DATASET RECORDS
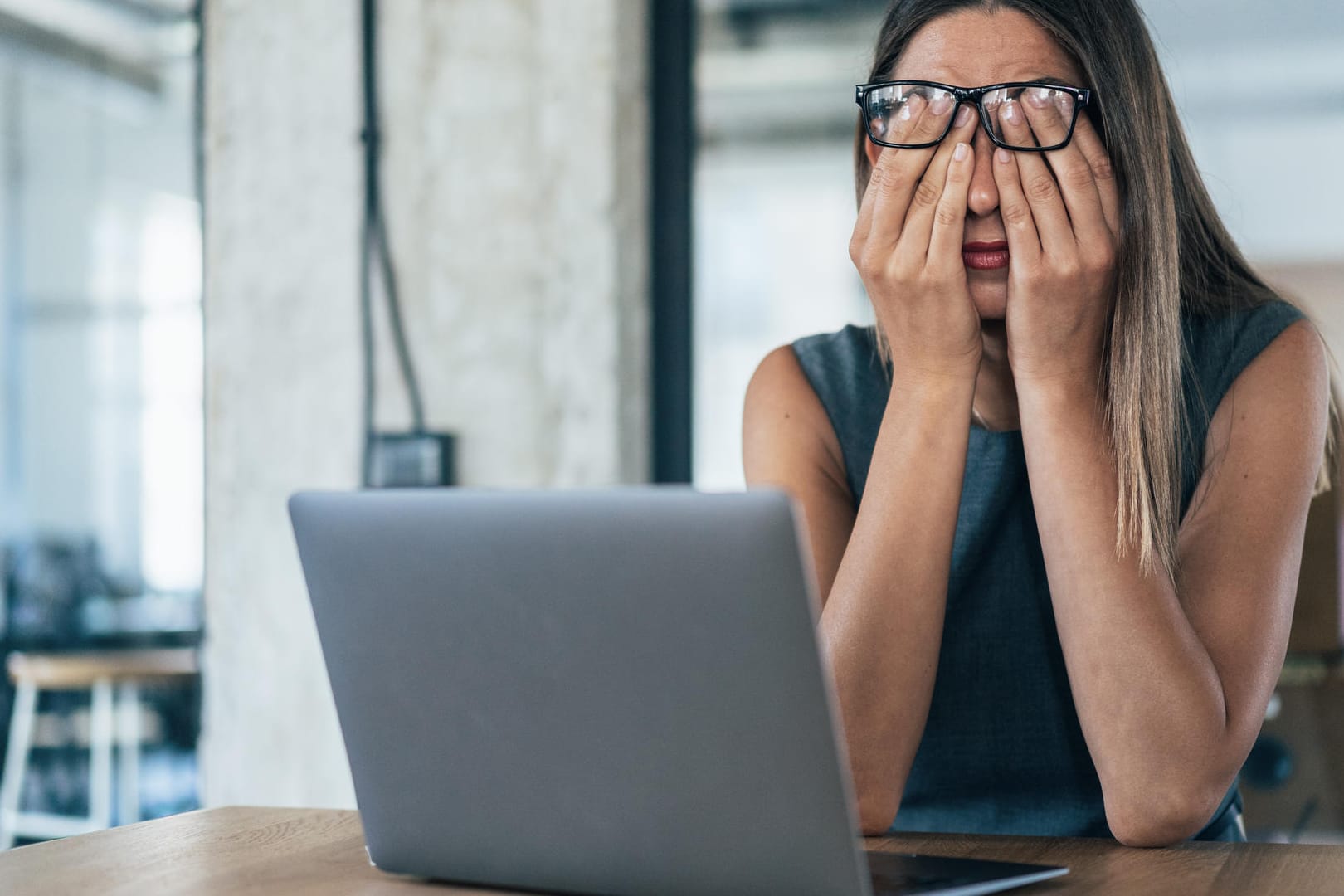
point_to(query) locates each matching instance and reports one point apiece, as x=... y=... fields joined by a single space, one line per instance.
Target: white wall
x=522 y=256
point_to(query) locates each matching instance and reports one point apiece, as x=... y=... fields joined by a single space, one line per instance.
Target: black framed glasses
x=1030 y=116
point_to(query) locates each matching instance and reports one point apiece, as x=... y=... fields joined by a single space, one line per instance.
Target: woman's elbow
x=875 y=815
x=1160 y=820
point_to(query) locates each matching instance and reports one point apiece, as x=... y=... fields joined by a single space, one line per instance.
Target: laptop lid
x=608 y=691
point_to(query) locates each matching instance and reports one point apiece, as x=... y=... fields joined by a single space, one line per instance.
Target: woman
x=1057 y=497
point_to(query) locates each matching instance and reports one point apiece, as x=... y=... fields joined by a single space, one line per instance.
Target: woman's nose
x=984 y=193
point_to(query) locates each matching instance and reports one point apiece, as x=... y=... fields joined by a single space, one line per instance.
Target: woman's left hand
x=1064 y=225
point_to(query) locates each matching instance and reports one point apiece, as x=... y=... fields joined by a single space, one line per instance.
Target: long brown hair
x=1175 y=251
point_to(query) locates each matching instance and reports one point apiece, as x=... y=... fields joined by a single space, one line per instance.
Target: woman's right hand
x=908 y=245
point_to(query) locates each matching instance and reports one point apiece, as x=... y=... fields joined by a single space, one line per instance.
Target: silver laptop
x=594 y=691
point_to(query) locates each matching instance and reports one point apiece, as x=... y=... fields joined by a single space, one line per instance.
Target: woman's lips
x=986 y=256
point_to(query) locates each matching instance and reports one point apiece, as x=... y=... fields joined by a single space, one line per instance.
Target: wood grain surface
x=305 y=852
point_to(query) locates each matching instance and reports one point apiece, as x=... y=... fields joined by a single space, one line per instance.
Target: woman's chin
x=991 y=304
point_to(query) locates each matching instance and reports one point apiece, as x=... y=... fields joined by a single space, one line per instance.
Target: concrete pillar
x=515 y=179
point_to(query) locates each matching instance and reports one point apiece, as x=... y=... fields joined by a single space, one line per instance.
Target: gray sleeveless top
x=1003 y=751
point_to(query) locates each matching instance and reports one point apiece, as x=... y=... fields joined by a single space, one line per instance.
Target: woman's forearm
x=1148 y=694
x=884 y=618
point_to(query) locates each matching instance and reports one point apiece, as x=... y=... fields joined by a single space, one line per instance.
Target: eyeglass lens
x=1022 y=117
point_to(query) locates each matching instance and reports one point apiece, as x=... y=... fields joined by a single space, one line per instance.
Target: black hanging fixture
x=416 y=457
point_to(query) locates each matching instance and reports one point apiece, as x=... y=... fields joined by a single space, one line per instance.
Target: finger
x=1093 y=149
x=1016 y=212
x=1049 y=114
x=925 y=203
x=882 y=169
x=949 y=221
x=902 y=169
x=1036 y=183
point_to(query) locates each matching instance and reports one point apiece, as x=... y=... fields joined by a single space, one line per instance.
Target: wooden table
x=319 y=850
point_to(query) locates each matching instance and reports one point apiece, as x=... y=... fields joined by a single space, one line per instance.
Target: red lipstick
x=986 y=256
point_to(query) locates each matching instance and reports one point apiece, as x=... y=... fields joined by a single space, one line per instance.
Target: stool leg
x=128 y=752
x=100 y=754
x=17 y=759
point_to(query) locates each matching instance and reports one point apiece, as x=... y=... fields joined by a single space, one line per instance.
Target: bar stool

OBJECTIVE
Lay out every line of the entries above as a Markdown table with two columns, Row for the running number and Text for the line. Skip blank lines and leave the pictures out.

SOLUTION TO THIS TASK
| Row | Text |
|---|---|
| 1 | point_to(query) locates each matching instance and reports one point apiece, as x=... y=... fields joined by a single space, one line per instance. |
| 2 | Target: white wall |
| 3 | x=522 y=256 |
| 4 | point_to(query) locates each matching instance and reports one point apiece, as x=... y=... fields joined by a single space, one line per instance. |
| 5 | Target: black framed glasses |
| 6 | x=1030 y=116 |
| 7 | point_to(query) locates each matching instance and reports one point apiece, as x=... y=... fields joined by a single space, one line per instance. |
| 8 | Target: woman's elbow |
| 9 | x=875 y=815 |
| 10 | x=1160 y=820 |
| 11 | point_to(query) locates each matching instance and reports one point apiece, as x=... y=... fields joined by a single space, one line per instance. |
| 12 | Target: laptop lid |
| 13 | x=608 y=691 |
| 14 | point_to(query) locates each matching instance and reports one point apiece, as x=... y=... fields joined by a single space, one line per instance. |
| 15 | Target: woman |
| 16 | x=1057 y=497 |
| 17 | point_to(query) locates each matching instance and reports one point apiece, as x=... y=... fields joined by a single space, one line per instance. |
| 18 | Target: woman's nose |
| 19 | x=984 y=193 |
| 20 | point_to(query) locates each matching instance and reports one point apiece, as x=... y=... fields joined by a single space, one line per instance. |
| 21 | Target: woman's left hand |
| 22 | x=1064 y=225 |
| 23 | point_to(query) locates each matching instance and reports one point apiece, as x=... y=... fields joined by a single space, one line per instance. |
| 24 | Target: long brown hair |
| 25 | x=1175 y=251 |
| 26 | point_to(query) locates each matching instance and reports one point apiece, as x=... y=... fields joined by a single space, one line per instance. |
| 27 | Target: woman's right hand |
| 28 | x=908 y=245 |
| 29 | point_to(query) locates each matching instance and reports one point apiece, as x=... y=... fields joined by a single space, one line per instance. |
| 30 | Target: silver laptop |
| 31 | x=594 y=691 |
| 32 | point_to(query) locates each matching instance and reports one point apiece, as x=... y=... fields joined by a single space, one line per instance. |
| 33 | Target: woman's lips |
| 34 | x=986 y=256 |
| 35 | point_to(query) locates each matching instance and reports one point apiece, as x=... y=... fields joined by a single space, one line per instance. |
| 36 | Target: wood grain surface |
| 37 | x=305 y=852 |
| 38 | point_to(query) locates each matching instance and reports one point apiece, as x=... y=... fields joined by a single space, one line per instance. |
| 39 | Target: woman's chin |
| 40 | x=991 y=304 |
| 41 | point_to(query) locates each matching instance and reports one point apiece, as x=... y=... fields joined by a single space, one line per instance. |
| 42 | Target: concrete pillar |
| 43 | x=515 y=179 |
| 44 | point_to(query) locates each matching instance and reports one point apiece, as x=... y=... fields joined by a single space, one line per instance. |
| 45 | Target: gray sleeveless top |
| 46 | x=1003 y=751 |
| 47 | point_to(query) locates each matching instance and reports one point apiece, as x=... y=... fields joined by a single space, one line per instance. |
| 48 | Target: woman's forearm |
| 49 | x=1148 y=694 |
| 50 | x=884 y=618 |
| 51 | point_to(query) locates each matching instance and reports one point apiece, as x=... y=... fields joined by a single space, one line per instance. |
| 52 | Target: eyeglass lens |
| 53 | x=1022 y=117 |
| 54 | point_to(query) locates each matching instance and reports one point apiece, as x=... y=... fields joined by a single space, one line per instance. |
| 55 | Target: black hanging fixture |
| 56 | x=416 y=457 |
| 57 | point_to(query) locates each matching instance and reports one point apiece, as x=... y=... fields joined by a single space, one line per instance. |
| 58 | Target: finger |
| 59 | x=1093 y=149 |
| 60 | x=1016 y=212 |
| 61 | x=1049 y=114 |
| 62 | x=925 y=203 |
| 63 | x=882 y=169 |
| 64 | x=949 y=221 |
| 65 | x=902 y=169 |
| 66 | x=1036 y=183 |
| 67 | point_to(query) locates each matching instance and reports one point apiece, as x=... y=... fields joined by a single space, one line per instance. |
| 68 | Target: wooden table |
| 69 | x=319 y=850 |
| 70 | point_to(query) locates each matching instance and reports one point apiece, as x=... y=... fields joined by a single space, one line per instance. |
| 71 | Target: red lipstick |
| 72 | x=986 y=256 |
| 73 | point_to(query) locates each matching instance and reports one point apiece, as x=... y=... fields joined by a single space, one line per instance. |
| 74 | Target: stool leg |
| 75 | x=128 y=752 |
| 76 | x=100 y=754 |
| 77 | x=17 y=759 |
| 78 | point_to(query) locates each matching instance and reports one point apiece, as x=... y=... fields joined by a single space, one line per instance. |
| 79 | Target: bar stool |